» **Written problem**:
Return every one of the records below verbatim, leaving out the pictures.

» **Records shown**:
begin
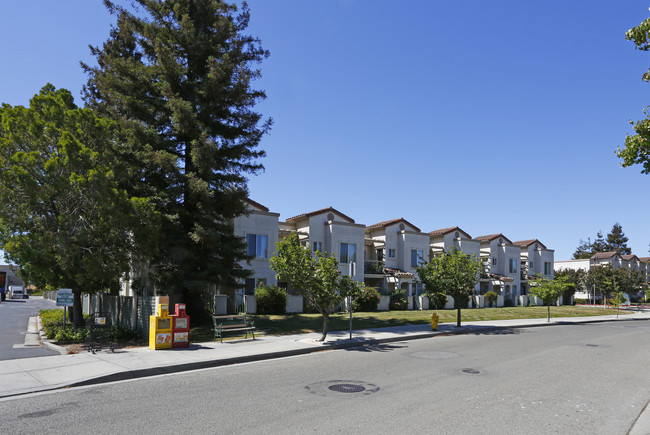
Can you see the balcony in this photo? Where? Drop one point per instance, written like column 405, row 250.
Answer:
column 373, row 267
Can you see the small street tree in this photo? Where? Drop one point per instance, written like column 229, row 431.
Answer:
column 548, row 291
column 63, row 219
column 636, row 149
column 315, row 275
column 453, row 273
column 617, row 300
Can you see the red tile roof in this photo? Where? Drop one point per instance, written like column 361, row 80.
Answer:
column 385, row 224
column 527, row 243
column 256, row 204
column 608, row 254
column 443, row 231
column 317, row 212
column 398, row 273
column 490, row 237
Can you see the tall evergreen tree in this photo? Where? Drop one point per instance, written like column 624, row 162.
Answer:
column 616, row 240
column 599, row 244
column 177, row 76
column 584, row 249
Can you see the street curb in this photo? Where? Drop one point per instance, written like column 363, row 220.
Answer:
column 358, row 342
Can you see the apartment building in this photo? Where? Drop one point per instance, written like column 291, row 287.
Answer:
column 329, row 230
column 393, row 250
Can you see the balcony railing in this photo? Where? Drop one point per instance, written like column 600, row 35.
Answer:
column 373, row 267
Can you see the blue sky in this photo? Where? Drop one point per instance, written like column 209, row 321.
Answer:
column 498, row 116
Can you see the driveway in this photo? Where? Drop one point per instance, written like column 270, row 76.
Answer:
column 14, row 318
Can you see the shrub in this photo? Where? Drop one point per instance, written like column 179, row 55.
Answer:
column 71, row 335
column 367, row 300
column 491, row 298
column 398, row 300
column 438, row 300
column 271, row 300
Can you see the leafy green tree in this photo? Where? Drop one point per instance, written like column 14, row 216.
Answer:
column 177, row 76
column 63, row 218
column 453, row 273
column 616, row 240
column 637, row 146
column 315, row 275
column 548, row 291
column 577, row 278
column 602, row 279
column 617, row 300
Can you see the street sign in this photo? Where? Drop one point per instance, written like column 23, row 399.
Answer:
column 64, row 297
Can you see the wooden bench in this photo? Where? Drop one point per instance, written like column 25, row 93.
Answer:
column 234, row 323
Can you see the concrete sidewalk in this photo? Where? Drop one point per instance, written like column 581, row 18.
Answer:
column 21, row 376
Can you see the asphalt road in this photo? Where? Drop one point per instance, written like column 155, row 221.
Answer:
column 589, row 378
column 14, row 316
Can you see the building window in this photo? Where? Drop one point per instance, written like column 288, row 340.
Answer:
column 257, row 245
column 417, row 257
column 348, row 253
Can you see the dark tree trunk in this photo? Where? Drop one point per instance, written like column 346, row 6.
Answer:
column 325, row 319
column 77, row 314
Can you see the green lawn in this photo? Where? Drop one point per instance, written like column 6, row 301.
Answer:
column 302, row 323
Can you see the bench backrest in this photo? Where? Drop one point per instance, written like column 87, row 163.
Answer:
column 230, row 321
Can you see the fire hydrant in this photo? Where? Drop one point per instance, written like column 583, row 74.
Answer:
column 434, row 321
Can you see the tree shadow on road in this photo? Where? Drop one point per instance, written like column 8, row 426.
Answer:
column 491, row 330
column 376, row 347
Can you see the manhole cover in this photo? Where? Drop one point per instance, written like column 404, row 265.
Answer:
column 328, row 388
column 347, row 388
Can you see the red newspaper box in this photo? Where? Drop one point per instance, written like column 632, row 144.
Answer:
column 180, row 327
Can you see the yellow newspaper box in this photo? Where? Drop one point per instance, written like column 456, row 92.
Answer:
column 160, row 328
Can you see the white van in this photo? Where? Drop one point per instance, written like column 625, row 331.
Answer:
column 16, row 292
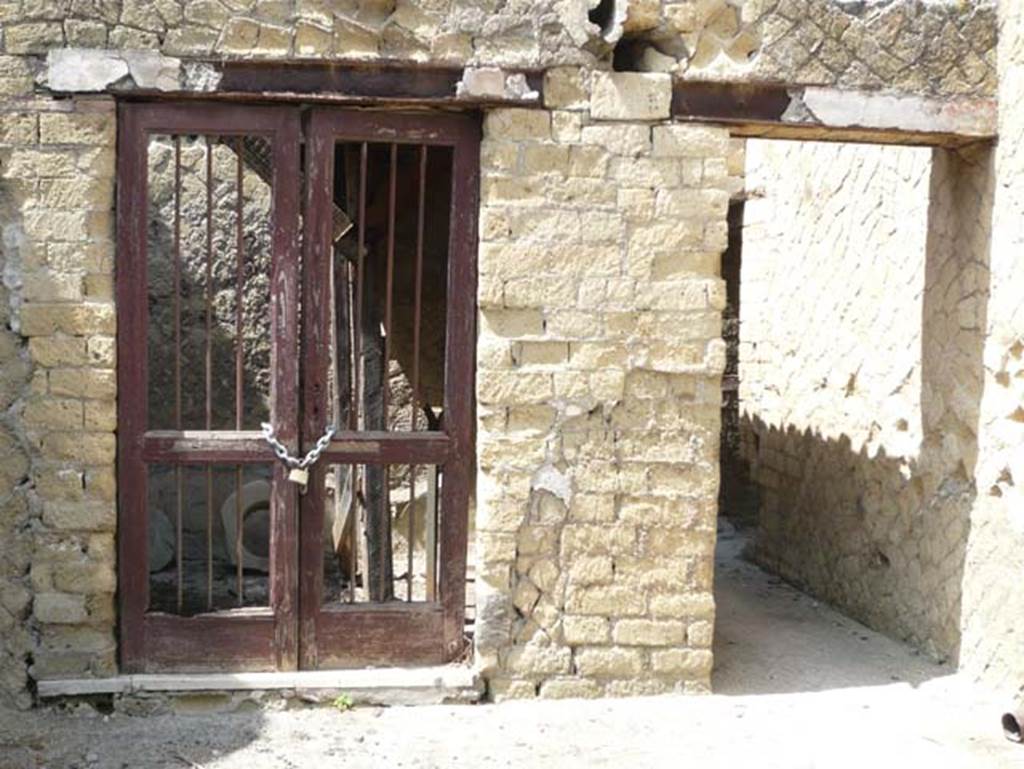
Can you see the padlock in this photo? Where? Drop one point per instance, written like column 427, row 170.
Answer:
column 299, row 475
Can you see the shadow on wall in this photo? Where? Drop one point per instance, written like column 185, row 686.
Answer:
column 884, row 538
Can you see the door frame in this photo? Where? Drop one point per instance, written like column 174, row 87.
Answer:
column 294, row 631
column 395, row 632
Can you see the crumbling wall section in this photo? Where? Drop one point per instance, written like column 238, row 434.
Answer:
column 598, row 391
column 992, row 605
column 57, row 423
column 938, row 47
column 860, row 396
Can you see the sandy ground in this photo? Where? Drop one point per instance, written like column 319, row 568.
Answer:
column 799, row 687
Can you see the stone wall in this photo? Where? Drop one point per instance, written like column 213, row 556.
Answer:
column 993, row 605
column 57, row 560
column 598, row 391
column 922, row 46
column 599, row 356
column 860, row 393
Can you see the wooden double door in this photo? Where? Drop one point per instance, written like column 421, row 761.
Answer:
column 306, row 274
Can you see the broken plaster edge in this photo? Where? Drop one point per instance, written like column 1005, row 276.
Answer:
column 833, row 108
column 97, row 71
column 441, row 681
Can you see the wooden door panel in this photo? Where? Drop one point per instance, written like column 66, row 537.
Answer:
column 207, row 258
column 406, row 189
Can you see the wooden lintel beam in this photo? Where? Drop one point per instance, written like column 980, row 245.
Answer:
column 835, row 115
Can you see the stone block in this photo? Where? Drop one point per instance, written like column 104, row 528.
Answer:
column 59, row 608
column 566, row 88
column 648, row 633
column 74, row 128
column 80, row 516
column 626, row 140
column 535, row 660
column 569, row 688
column 84, row 383
column 630, row 95
column 610, row 661
column 688, row 663
column 605, row 601
column 517, row 125
column 585, row 630
column 77, row 319
column 690, row 141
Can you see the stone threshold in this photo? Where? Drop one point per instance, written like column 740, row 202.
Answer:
column 432, row 685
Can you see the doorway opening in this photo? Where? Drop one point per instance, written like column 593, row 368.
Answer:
column 856, row 280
end
» **The reply**:
Can you see the balcony in this photo? Where? Drop one point per instance, written like column 405, row 250.
Answer:
column 373, row 267
Can you see the small street tree in this photo? Where? Drop one point per instance, written like column 229, row 431.
Answer:
column 548, row 291
column 63, row 219
column 636, row 149
column 315, row 275
column 453, row 273
column 617, row 300
Can you see the red tile roof in this photo? Where? Drop one point per instance, written like column 361, row 80.
Answer:
column 385, row 224
column 527, row 243
column 256, row 204
column 608, row 254
column 443, row 231
column 317, row 212
column 398, row 273
column 490, row 237
Can you see the tall evergreen tree in this photo? Where? Drop one point per instance, written like column 624, row 162.
Answer:
column 616, row 240
column 599, row 244
column 177, row 76
column 584, row 249
Can you see the street curb in this photo? Where? Drop one point per instance, written like column 363, row 220.
Answer:
column 358, row 342
Can you see the apartment building in this photo? Where? Drop one point per instance, written like column 291, row 287.
Answer:
column 329, row 230
column 393, row 250
Can you see the balcony railing in this photo? Where? Drop one point per instance, written like column 600, row 35.
Answer:
column 373, row 267
Can you see the blue sky in this photo? Where? Drop one point per instance, written like column 209, row 321.
Answer:
column 498, row 116
Can you see the driveway in this photo? Where? Drop one point per instance, written like column 270, row 76.
Answer:
column 14, row 318
Can you see the shrub in this photo? Where? Drop one point per instance, written like column 179, row 55.
Answer:
column 71, row 335
column 367, row 300
column 491, row 298
column 398, row 300
column 438, row 300
column 271, row 300
Can you see the leafy green tree in this photo? Where? Drop one point per instance, written like column 14, row 216.
Answer:
column 177, row 76
column 63, row 218
column 453, row 273
column 616, row 240
column 637, row 146
column 315, row 275
column 548, row 291
column 577, row 278
column 602, row 279
column 617, row 300
Can you see the street sign in this photo? Where? Drop one point per instance, written like column 23, row 399.
Answer:
column 64, row 297
Can you see the wooden bench in this photo? Where? Drop one point per instance, written like column 25, row 93.
Answer:
column 234, row 323
Can you see the concrete sidewalk in this photo? Where? Drop one point per instance, written like column 581, row 18.
Answer:
column 21, row 376
Can you see the asphalt road in this photo? Where? Drop one point per instance, written like column 155, row 221.
Answer:
column 589, row 378
column 14, row 316
Can you see the building window in this photo? Where? Drop one point per instance, written like column 288, row 340.
Answer:
column 257, row 245
column 417, row 257
column 348, row 253
Can you see the dark tree trunk in this photo? Where? Drop one point per instance, written like column 346, row 6.
Answer:
column 325, row 319
column 77, row 314
Can you see the green lawn in this photo? Where? Drop one point per instance, written like column 6, row 301.
Answer:
column 302, row 323
Can you see the bench backrest in this photo? Where? Drop one point per instance, written like column 87, row 163.
Answer:
column 230, row 321
Can you see the fire hydrant in this photo? Where? Drop one point per instance, written like column 583, row 74.
Answer:
column 434, row 321
Can you see the tree shadow on road in this photo? Where? Drop one point per instance, written like column 8, row 426.
Answer:
column 491, row 330
column 376, row 347
Can you see the manhole cover in this photo? Where? Drop one point per instance, written like column 404, row 265.
Answer:
column 328, row 388
column 347, row 388
Can you see the red newspaper box in this photo? Where? Drop one point per instance, written like column 632, row 144.
Answer:
column 180, row 327
Can you see the yellow newspaper box in this photo? Where? Drop one point per instance, written like column 456, row 92.
Answer:
column 160, row 328
Can you see the white van in this photo? Where? Drop one point per instance, written like column 625, row 331.
Answer:
column 16, row 292
Can you see the padlock in this photo? Where? Drop one point per instance, written like column 427, row 170.
Answer:
column 299, row 475
Can you see the shadow on wall in this photo? Where? Drop one point per instance, written like column 185, row 686.
Answer:
column 884, row 538
Can you see the door frame in this photo? Where? Drop one point per instance, written like column 174, row 87.
Answer:
column 294, row 631
column 395, row 632
Can you see the crumbling wall section in this photo? Where? Drop one point per instance, written like column 238, row 434.
Answer:
column 598, row 391
column 992, row 605
column 57, row 423
column 938, row 47
column 860, row 396
Can you see the sandy ground in this photo? Where? Drop one point per instance, written like column 319, row 568.
Answer:
column 799, row 687
Can you see the stone wall in this photo? Where? Drop one point per instance, written like column 213, row 556.
Answer:
column 993, row 605
column 57, row 560
column 598, row 391
column 922, row 46
column 599, row 356
column 860, row 393
Can you see the wooden double door in this photo? Where? Drop one point per instance, written like column 421, row 761.
Answer:
column 306, row 274
Can you see the broken plaster edge in this photo? Where? Drop one point per instance, written like column 1005, row 276.
Answer:
column 833, row 108
column 97, row 71
column 441, row 681
Can you see the wooden door panel in this photo? Where? Drop one point per instance, written like column 66, row 537.
Answer:
column 207, row 258
column 406, row 189
Can you see the wooden lintel beam in this photo? Where? Drop one point per instance, written like column 980, row 245.
Answer:
column 835, row 115
Can you see the stone block in this photo? Where? Drop one point per instance, written like column 104, row 528.
Answer:
column 59, row 608
column 566, row 88
column 648, row 633
column 74, row 128
column 80, row 516
column 626, row 140
column 535, row 660
column 569, row 688
column 84, row 383
column 630, row 95
column 610, row 661
column 688, row 663
column 605, row 601
column 517, row 125
column 585, row 630
column 77, row 319
column 690, row 141
Can you see the stone threshold in this photo? Where? Drop one point per instance, written like column 740, row 202.
Answer:
column 432, row 685
Can you see the doorway opening in this photo? Where? Drop one point per instance, written like column 593, row 368.
Answer:
column 856, row 280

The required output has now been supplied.